Excerpt provided:

SG1 was meant to finish with the final battle against the Ga'ould but the fan base demanded more seasons. There was also 2 feature length films planned which instead, went straight to DVD so, Im not convinced SG1 was canned because of cost.

In contrast some shows are canned too early. ST:OS was canned after 3 seasons. A few years later, endless repeats on US tv and a general increase in sci fi spawned 6 or 7 ST:OS films, more films and TNG, Voyager, DSN and ST Enterprise.


----------



## DampDog (Apr 16, 2011)

Now I know it's not exactly Sci-Fi, but I have to admit to a guilty pleasure.

Now I really dislike period drama in any form, but ended up watching the first episode of "Downton Abbey" And I'm hooked. Probably because it has such a strong cast of charaters and the period it's set in, eve of the first world war. I think you can pick up the whole first series for £8 in Morrisons. As I say, not normally my cup of tea at all, but very well done, set in a stunning country house.


----------



## shiny i10 (Aug 3, 2011)

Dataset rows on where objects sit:

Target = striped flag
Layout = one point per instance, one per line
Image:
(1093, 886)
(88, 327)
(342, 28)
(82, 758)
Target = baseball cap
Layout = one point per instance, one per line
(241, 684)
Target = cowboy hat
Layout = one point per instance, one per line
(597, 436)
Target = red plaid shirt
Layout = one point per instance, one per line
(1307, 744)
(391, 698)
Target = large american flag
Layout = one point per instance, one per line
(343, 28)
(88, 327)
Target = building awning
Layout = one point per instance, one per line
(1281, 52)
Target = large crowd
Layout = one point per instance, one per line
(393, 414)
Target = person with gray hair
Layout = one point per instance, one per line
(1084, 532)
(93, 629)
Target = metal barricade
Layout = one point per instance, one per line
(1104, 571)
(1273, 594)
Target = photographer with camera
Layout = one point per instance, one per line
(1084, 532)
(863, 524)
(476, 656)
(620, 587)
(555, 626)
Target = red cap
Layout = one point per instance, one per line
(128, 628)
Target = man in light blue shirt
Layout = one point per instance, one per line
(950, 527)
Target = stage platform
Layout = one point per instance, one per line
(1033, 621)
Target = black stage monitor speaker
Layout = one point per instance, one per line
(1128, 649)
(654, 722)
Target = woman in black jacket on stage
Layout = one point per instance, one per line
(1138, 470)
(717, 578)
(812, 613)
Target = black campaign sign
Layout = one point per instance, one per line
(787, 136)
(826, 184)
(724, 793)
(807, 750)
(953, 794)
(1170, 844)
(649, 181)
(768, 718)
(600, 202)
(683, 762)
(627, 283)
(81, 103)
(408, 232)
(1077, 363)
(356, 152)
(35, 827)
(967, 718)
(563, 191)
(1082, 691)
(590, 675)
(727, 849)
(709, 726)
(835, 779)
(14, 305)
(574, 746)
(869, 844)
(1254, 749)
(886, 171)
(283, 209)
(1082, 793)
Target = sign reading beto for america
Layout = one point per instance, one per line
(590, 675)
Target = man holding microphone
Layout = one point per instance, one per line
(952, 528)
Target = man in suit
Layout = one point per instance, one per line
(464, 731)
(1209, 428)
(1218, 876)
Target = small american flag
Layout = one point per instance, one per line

Task set:
a: From the forum thread on TV series, reproduce the passage that begins at the words "SG1 was meant" and ends after the words "because of cost.".
b: In the forum thread on TV series, after how many seasons was ST:OS canned?

Solutions to the tasks:
a:
SG1 was meant to finish with the final battle against the Ga'ould but the fan base demanded more seasons. There was also 2 feature length films planned which instead, went straight to DVD so, Im not convinced SG1 was canned because of cost.

b: 3 seasons.